-- TASK GOAL --
Write out the data exactly, please, and omit the pictures.

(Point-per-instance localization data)
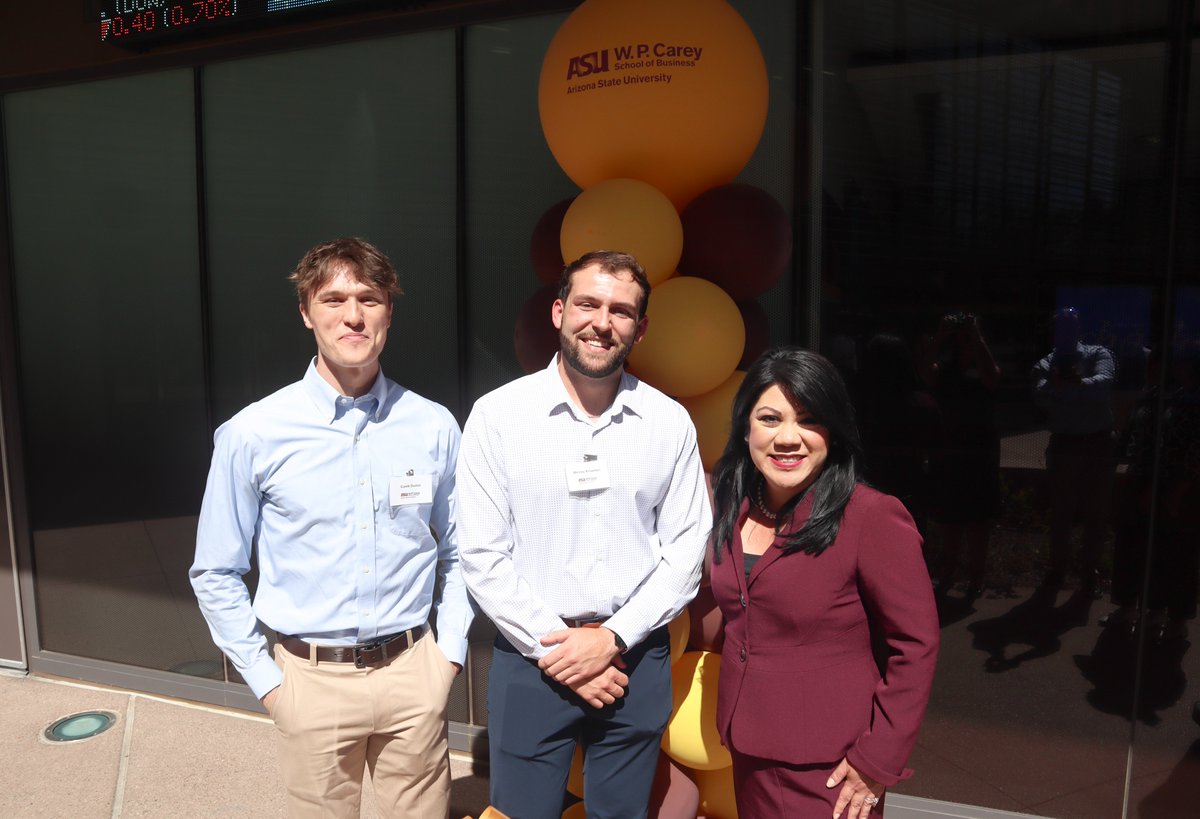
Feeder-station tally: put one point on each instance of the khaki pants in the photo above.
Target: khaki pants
(334, 719)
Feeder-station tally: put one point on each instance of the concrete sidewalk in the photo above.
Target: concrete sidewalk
(162, 759)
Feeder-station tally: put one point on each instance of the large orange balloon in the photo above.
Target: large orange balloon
(711, 413)
(690, 737)
(625, 215)
(694, 341)
(672, 93)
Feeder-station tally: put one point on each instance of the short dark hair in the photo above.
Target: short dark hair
(613, 263)
(366, 263)
(811, 381)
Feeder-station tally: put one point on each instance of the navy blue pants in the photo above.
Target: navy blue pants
(534, 723)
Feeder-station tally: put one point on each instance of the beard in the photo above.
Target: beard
(574, 353)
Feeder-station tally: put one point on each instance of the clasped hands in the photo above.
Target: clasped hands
(588, 662)
(856, 789)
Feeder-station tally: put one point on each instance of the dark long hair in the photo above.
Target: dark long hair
(813, 381)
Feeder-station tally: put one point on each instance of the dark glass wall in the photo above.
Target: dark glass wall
(996, 181)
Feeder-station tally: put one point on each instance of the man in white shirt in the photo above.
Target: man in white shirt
(582, 524)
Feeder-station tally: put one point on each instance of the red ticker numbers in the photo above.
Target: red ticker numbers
(131, 18)
(199, 11)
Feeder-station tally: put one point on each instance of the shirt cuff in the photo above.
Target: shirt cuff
(454, 646)
(263, 676)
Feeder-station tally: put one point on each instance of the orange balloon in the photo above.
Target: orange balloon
(694, 341)
(690, 737)
(575, 778)
(545, 251)
(711, 413)
(672, 93)
(625, 215)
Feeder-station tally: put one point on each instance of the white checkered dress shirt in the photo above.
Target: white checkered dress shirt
(533, 553)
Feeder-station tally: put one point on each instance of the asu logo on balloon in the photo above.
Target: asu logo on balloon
(634, 57)
(592, 63)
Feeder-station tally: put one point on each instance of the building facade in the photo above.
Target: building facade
(955, 173)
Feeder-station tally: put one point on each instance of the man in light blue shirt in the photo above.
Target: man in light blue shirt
(345, 484)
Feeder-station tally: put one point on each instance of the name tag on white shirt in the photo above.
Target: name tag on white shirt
(588, 476)
(411, 490)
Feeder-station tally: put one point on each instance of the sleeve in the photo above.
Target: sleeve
(685, 519)
(486, 542)
(454, 611)
(899, 601)
(223, 543)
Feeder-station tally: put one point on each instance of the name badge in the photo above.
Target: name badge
(411, 490)
(588, 476)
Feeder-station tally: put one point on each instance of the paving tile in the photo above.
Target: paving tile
(76, 779)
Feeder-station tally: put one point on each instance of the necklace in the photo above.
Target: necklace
(762, 506)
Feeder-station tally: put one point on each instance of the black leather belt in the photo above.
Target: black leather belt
(361, 655)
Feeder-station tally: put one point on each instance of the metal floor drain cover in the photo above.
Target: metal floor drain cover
(82, 725)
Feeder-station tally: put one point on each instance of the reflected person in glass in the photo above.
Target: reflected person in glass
(811, 567)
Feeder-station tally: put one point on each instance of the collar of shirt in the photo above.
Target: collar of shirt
(555, 394)
(333, 404)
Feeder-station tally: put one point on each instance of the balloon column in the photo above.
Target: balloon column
(653, 108)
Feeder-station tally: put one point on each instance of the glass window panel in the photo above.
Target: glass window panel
(105, 247)
(1005, 169)
(1167, 739)
(354, 139)
(514, 179)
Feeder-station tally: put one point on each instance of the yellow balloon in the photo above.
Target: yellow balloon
(690, 737)
(625, 215)
(575, 778)
(695, 338)
(672, 93)
(679, 629)
(711, 413)
(717, 794)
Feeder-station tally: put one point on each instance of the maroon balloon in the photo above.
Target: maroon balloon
(757, 332)
(545, 249)
(673, 795)
(535, 339)
(738, 238)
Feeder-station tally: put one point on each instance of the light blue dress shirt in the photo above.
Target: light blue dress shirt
(311, 479)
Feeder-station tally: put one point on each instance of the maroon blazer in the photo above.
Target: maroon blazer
(799, 682)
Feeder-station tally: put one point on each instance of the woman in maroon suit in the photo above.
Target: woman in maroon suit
(811, 568)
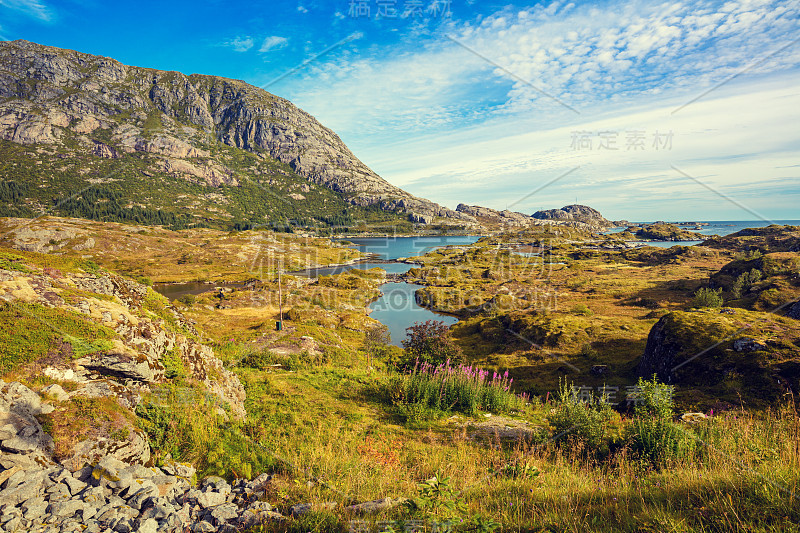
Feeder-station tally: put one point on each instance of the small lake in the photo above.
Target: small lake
(390, 268)
(397, 309)
(667, 244)
(391, 248)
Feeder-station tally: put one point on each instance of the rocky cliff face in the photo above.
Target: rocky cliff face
(579, 213)
(726, 352)
(98, 106)
(148, 335)
(581, 219)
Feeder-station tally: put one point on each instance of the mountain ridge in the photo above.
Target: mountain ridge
(97, 105)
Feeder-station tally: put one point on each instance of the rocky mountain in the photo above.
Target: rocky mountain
(579, 213)
(572, 216)
(90, 121)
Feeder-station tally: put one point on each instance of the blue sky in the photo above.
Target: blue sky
(641, 109)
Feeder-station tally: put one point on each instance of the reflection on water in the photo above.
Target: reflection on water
(397, 309)
(391, 248)
(390, 268)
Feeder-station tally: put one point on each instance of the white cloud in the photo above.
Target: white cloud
(240, 44)
(273, 42)
(447, 124)
(31, 8)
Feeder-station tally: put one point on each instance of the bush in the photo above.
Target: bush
(706, 297)
(429, 342)
(588, 420)
(652, 435)
(745, 281)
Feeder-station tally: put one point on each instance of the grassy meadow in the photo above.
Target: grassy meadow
(339, 417)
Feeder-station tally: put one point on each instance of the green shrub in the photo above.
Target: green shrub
(652, 436)
(745, 281)
(582, 309)
(659, 442)
(262, 359)
(588, 420)
(706, 297)
(430, 342)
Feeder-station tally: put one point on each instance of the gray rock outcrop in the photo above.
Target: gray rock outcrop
(579, 213)
(48, 94)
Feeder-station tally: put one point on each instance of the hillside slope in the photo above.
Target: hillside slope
(217, 148)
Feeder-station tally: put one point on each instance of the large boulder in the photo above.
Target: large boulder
(794, 311)
(717, 351)
(20, 431)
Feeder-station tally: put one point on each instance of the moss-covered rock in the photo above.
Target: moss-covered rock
(697, 349)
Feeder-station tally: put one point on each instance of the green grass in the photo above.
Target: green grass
(29, 332)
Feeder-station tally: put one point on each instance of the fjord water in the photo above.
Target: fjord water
(391, 248)
(397, 309)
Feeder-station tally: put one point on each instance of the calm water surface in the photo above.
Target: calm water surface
(397, 309)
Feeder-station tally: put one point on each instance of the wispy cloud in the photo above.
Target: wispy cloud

-- SOLUTION FOR THIS PROBLEM --
Feeder-station tally: put one point on each instance of the khaki pants in the photo above.
Target: khaki pants
(334, 719)
Feeder-station tally: put one point on each instance of the concrete sidewalk in the photo above.
Target: concrete sidewalk
(162, 759)
Feeder-station tally: put one point on each instance of the large orange balloon in the photo above.
Target: large orange balloon
(711, 413)
(690, 737)
(625, 215)
(694, 341)
(672, 93)
Feeder-station tally: put one point on each instance of the short dark hair in the photo above.
Target: short dark hair
(613, 263)
(366, 263)
(811, 381)
Feeder-station tally: put one point on each instance of the navy blue pants in the photo above.
Target: navy blue pants
(534, 723)
Feeder-station tally: put one point on each instance of the beard in the photo above.
Target: beard
(574, 353)
Feeder-station tally: put one point on each instance of the clasped hands in the photo above.
Target: clasped hands
(588, 662)
(856, 789)
Feeder-station tally: put one point on each instance of the dark long hair in the photo above.
Target: dark long hair
(813, 381)
Feeder-station tally: put one point on each instance of the dark glass wall in the photo above.
Target: dark glass wall
(996, 181)
Feeder-station tally: put one point on each instance of the man in white shirt in the photo above.
Target: man in white shirt
(582, 524)
Feeder-station tally: put one point on each instance of the red ticker numbers in the photo above.
Target: red ticker numbers
(131, 18)
(199, 11)
Feeder-station tally: put one point on each instance of the shirt cuff in the photo above.
Target: shirt cuff
(454, 646)
(263, 676)
Feeder-station tally: put one point on each instance of the orange balloon in the photo above.
Target: orange balloon
(694, 341)
(690, 737)
(575, 778)
(545, 251)
(711, 413)
(672, 93)
(625, 215)
Feeder-station tally: put one point on each instance of the white checkered dress shirt in the photo above.
Target: white checkered dress shirt
(533, 553)
Feeder-station tally: put one point on each instance of the asu logo on balloon in the photo above.
Target: asu logo on balloon
(634, 57)
(592, 63)
Feeder-station tally: put one point on each instance of the building facade in the photo above.
Target: building facade
(955, 173)
Feeder-station tally: put one point on each instance of the man in light blue shirt in the photo above.
Target: man in light blue shirt
(345, 484)
Feeder-station tally: put one point on each instance of the name tag on white shirt in the photo above.
Target: name tag on white shirt
(588, 476)
(411, 490)
Feeder-station tally: put one point on each instance of the sleeve in the photo above.
Target: sleeve
(685, 519)
(486, 542)
(454, 611)
(899, 601)
(223, 543)
Feeder-station tally: put one point on each instance of the name badge in the photo above.
Target: name badge
(411, 490)
(588, 476)
Feeder-station tally: put one point on each instance of the paving tile in the photo above.
Target: paving tile
(76, 779)
Feeder-station tally: put one point on each instance of the necklace in the photo above.
Target: necklace
(762, 506)
Feeder-station tally: put one point on each instance of the black leather belt in the photo above.
Target: black leather belt
(361, 655)
Feeder-station tally: put one point on each instance of the metal floor drain cover in the photo above.
Target: metal floor drain cover
(82, 725)
Feeder-station tally: put one point on each instance of the reflected person in glass in the photo above.
Target: reflected person in glass
(811, 567)
Feeder-station tally: put one point on each instance of the collar of shirt in the photo above.
Target: collar of shirt
(555, 394)
(333, 404)
Feeder-station tally: put one point on each instance of the balloon column in the photo above.
Target: balloon column
(653, 108)
Feeder-station tally: put one point on each instance of the glass window panel in the photo above.
Target: glass window panel
(105, 247)
(1005, 169)
(1167, 739)
(354, 139)
(514, 179)
Feeder-station tally: put one point on each instance of the yellow balloon in the photo above.
Target: yellow balloon
(690, 737)
(625, 215)
(575, 778)
(695, 338)
(672, 93)
(679, 629)
(711, 413)
(717, 794)
Feeder-station tally: put one point on each instance of the maroon balloon in the photo above.
Target: maroon balloon
(757, 332)
(545, 249)
(673, 795)
(535, 339)
(738, 238)
Feeder-station tally: put one point on each instance of the light blue dress shirt in the photo above.
Target: light blue dress shirt
(311, 479)
Feeder-station tally: put one point on each instance of the maroon blazer in the photo above.
Target: maroon blazer
(799, 682)
Feeder-station tally: put one point on each instance of the woman in maroon suit in the photo above.
Target: woman in maroon suit
(811, 568)
Feeder-station tally: put one point on each instance of the small lake in the photo above.
Target: small lake
(390, 268)
(397, 309)
(667, 244)
(391, 248)
Feeder-station tally: put one point on each instance of the rocky cliff face in the photo above.
Target: rocky cliff face
(579, 213)
(726, 352)
(98, 106)
(148, 335)
(581, 219)
Feeder-station tally: put one point on each instance of the mountain ridge in the photo above.
Target: mountain ridge
(97, 105)
Feeder-station tally: put one point on each instance of the rocky mountain in the photo above.
Target: rocky mountain
(579, 213)
(572, 216)
(90, 121)
Feeder-station tally: put one point on each instance of the blue sky in the photo above.
Target: blue sky
(641, 109)
Feeder-station tally: put one point on each instance of the reflection on water in the photo above.
Target: reflection on water
(397, 309)
(391, 248)
(390, 268)
Feeder-station tally: put one point on each instance of the white cloud in the photo above.
Target: white cloud
(240, 44)
(273, 42)
(447, 124)
(31, 8)
Feeder-station tally: put one point on each instance of the bush in the photo above.
Target: bush
(706, 297)
(429, 342)
(588, 420)
(652, 435)
(745, 281)
Feeder-station tally: put one point on each instance of the grassy meadow in the photo above.
Target: grassy meadow
(339, 417)
Feeder-station tally: put one point on each instance of the green shrub in the photo above.
Target: green shrub
(652, 436)
(745, 281)
(582, 309)
(659, 442)
(262, 359)
(588, 420)
(706, 297)
(430, 342)
Feeder-station tally: put one point on each instance of the gray rock outcrop in the photo above.
Target: gray rock outcrop
(579, 213)
(48, 94)
Feeder-station tally: put one point on each instance of the hillside slope in the photo above.
Target: hillside slope
(217, 148)
Feeder-station tally: put one point on each instance of the large boulder in the photo above.
Target: large boulder
(794, 311)
(717, 351)
(20, 431)
Feeder-station tally: put one point on each instance of the moss-covered rock in the photo above.
Target: moss-covered rock
(697, 349)
Feeder-station tally: put one point on each instance of the green grass in the photo above.
Target: green grass
(29, 332)
Feeder-station tally: put one point on each instance of the fjord water in the photo above.
Target: fjord water
(391, 248)
(397, 309)
Feeder-station tally: put one point on each instance of the calm water surface in the photo above.
Target: calm water surface
(397, 309)
Feeder-station tally: put one point on each instance of the wispy cloud in the photo above.
Target: wispy cloud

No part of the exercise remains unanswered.